> **TASK DESCRIPTION**
Reproduce verbatim the part of the entries below that opens with the line containing "Highlight striped awning" and runs through the last line of the entries.

> **AVAILABLE DATA**
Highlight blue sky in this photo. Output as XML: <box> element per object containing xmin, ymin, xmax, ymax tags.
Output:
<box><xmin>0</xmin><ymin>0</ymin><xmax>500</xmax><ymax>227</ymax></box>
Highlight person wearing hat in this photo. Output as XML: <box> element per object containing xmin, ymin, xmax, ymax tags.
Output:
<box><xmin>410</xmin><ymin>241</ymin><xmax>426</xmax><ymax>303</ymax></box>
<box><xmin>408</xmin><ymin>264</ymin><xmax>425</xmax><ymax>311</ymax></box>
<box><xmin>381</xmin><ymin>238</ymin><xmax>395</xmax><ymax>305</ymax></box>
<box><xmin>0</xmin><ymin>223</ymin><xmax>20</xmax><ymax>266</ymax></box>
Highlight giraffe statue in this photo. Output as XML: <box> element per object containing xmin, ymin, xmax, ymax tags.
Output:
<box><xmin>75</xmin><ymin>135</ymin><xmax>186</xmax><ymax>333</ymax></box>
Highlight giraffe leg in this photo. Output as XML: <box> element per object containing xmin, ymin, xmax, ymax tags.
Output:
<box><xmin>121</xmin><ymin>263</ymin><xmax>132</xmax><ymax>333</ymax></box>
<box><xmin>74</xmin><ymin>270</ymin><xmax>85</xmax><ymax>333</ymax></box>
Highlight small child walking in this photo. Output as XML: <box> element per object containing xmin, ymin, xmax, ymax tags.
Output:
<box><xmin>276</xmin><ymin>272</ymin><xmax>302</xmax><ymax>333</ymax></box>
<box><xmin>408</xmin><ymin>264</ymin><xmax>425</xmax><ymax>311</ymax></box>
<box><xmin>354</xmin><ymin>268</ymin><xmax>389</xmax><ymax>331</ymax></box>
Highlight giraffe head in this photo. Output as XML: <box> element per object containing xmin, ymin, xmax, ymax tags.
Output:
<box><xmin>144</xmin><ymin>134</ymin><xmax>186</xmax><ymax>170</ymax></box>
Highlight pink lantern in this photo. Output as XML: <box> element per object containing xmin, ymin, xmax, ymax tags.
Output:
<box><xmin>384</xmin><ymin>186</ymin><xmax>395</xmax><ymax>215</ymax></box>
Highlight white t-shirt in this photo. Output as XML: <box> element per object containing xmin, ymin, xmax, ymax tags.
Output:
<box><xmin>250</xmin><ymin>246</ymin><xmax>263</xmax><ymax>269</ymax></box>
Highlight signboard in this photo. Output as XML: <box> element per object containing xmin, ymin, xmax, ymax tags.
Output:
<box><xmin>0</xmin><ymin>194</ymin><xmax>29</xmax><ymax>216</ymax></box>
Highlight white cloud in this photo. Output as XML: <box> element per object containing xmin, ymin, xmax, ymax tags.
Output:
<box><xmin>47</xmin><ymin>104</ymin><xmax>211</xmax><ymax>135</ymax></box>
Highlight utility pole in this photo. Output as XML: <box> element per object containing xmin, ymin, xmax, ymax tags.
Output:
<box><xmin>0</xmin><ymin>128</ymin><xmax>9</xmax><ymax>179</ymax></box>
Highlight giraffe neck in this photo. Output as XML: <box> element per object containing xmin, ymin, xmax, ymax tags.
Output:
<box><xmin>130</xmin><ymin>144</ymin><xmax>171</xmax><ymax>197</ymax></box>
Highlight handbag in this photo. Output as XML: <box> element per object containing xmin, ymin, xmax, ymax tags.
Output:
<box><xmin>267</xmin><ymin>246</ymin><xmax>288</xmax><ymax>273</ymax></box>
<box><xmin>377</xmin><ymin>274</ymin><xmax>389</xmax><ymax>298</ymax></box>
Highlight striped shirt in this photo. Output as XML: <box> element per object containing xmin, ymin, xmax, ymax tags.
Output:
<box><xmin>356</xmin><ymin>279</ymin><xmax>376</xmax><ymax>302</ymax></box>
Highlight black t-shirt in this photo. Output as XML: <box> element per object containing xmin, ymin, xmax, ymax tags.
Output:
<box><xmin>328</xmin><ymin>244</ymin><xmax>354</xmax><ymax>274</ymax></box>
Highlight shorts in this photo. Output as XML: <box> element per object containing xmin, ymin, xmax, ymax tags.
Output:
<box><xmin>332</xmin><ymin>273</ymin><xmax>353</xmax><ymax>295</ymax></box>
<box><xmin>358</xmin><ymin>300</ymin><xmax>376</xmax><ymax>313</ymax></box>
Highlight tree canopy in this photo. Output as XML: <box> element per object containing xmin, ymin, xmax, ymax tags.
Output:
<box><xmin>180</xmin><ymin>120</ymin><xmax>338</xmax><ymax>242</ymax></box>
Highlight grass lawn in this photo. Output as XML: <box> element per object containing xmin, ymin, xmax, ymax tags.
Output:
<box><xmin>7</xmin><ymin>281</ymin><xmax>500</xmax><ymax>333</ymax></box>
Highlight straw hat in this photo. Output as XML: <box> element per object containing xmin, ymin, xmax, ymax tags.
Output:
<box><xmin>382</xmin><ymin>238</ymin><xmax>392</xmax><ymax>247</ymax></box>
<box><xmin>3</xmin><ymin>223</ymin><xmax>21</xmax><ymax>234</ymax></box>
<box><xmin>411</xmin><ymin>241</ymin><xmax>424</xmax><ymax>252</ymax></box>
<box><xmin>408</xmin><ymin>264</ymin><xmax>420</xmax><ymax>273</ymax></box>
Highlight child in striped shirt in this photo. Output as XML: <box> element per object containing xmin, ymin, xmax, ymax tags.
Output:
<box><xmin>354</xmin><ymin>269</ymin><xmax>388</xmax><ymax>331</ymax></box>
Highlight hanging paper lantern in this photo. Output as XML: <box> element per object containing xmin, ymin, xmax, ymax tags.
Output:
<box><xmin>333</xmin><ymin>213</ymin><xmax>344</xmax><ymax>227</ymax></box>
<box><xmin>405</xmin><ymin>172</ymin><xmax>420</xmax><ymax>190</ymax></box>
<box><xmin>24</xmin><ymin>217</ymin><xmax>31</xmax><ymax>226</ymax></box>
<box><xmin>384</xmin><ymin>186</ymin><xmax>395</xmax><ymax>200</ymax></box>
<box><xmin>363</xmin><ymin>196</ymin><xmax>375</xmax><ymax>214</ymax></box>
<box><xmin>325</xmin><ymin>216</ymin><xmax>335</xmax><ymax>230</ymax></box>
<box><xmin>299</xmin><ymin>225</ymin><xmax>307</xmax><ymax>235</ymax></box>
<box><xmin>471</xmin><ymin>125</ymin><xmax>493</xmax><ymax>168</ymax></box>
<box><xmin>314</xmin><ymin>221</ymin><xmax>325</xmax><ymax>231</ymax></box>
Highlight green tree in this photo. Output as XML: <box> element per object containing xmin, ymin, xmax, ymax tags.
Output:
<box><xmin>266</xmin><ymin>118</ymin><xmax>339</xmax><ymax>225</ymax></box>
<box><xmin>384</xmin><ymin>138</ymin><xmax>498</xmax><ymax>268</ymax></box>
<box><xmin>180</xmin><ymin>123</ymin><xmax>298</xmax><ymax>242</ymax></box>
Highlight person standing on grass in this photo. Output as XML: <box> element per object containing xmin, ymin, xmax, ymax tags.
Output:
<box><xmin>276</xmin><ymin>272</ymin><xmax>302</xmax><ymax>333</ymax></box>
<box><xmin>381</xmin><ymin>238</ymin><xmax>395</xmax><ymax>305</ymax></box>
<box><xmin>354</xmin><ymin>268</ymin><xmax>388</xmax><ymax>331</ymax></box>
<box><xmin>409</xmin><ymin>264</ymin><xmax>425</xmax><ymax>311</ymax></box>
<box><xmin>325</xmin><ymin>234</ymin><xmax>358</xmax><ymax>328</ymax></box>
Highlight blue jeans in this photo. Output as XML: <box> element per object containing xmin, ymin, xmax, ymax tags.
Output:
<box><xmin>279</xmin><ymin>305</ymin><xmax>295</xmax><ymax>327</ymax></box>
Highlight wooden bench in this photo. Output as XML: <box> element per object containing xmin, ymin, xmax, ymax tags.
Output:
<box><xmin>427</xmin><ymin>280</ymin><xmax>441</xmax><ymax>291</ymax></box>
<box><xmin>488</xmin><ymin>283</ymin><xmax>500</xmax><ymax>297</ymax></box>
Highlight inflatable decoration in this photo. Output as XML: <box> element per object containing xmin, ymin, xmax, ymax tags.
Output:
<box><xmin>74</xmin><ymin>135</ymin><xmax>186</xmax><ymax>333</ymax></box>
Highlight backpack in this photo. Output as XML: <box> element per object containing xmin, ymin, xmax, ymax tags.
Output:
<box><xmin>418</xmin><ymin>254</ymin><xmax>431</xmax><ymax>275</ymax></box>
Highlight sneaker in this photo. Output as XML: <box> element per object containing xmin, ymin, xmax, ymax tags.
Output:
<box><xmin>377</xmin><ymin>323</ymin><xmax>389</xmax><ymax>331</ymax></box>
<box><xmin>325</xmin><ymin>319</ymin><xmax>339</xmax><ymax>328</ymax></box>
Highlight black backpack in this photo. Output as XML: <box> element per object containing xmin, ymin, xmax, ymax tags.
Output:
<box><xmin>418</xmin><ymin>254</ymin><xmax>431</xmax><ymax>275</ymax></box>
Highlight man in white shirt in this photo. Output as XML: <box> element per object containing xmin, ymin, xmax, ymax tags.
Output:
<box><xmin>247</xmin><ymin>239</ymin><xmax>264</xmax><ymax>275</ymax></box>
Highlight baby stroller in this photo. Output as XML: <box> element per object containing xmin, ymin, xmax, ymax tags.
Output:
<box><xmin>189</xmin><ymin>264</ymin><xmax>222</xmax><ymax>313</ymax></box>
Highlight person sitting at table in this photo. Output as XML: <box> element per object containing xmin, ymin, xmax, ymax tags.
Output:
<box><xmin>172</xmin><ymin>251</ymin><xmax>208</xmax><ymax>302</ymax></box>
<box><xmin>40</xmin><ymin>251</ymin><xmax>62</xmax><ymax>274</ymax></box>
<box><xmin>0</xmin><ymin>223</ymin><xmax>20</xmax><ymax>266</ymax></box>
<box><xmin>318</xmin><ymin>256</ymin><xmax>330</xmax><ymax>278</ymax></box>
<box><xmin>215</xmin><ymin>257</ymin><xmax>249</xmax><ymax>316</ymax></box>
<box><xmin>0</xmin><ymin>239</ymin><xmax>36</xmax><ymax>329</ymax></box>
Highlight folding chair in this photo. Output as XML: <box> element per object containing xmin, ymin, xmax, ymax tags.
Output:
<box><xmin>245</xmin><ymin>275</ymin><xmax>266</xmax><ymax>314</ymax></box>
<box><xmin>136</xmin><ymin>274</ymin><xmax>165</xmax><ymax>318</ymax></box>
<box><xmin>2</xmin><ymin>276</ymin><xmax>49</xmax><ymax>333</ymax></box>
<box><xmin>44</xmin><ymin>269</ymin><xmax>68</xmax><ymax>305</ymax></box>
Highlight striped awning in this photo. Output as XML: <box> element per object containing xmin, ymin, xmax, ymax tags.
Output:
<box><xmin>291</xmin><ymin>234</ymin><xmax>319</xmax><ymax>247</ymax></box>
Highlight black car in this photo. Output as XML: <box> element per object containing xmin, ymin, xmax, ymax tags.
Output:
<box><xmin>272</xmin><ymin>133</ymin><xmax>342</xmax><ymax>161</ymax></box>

> **THE ANSWER**
Highlight striped awning in this photo. Output as XML: <box> element per object containing xmin, ymin, xmax, ymax tags.
Output:
<box><xmin>291</xmin><ymin>234</ymin><xmax>319</xmax><ymax>247</ymax></box>
Highlight black car in this photo. Output as XML: <box> element per object containing xmin, ymin, xmax, ymax tags.
Output:
<box><xmin>272</xmin><ymin>133</ymin><xmax>342</xmax><ymax>161</ymax></box>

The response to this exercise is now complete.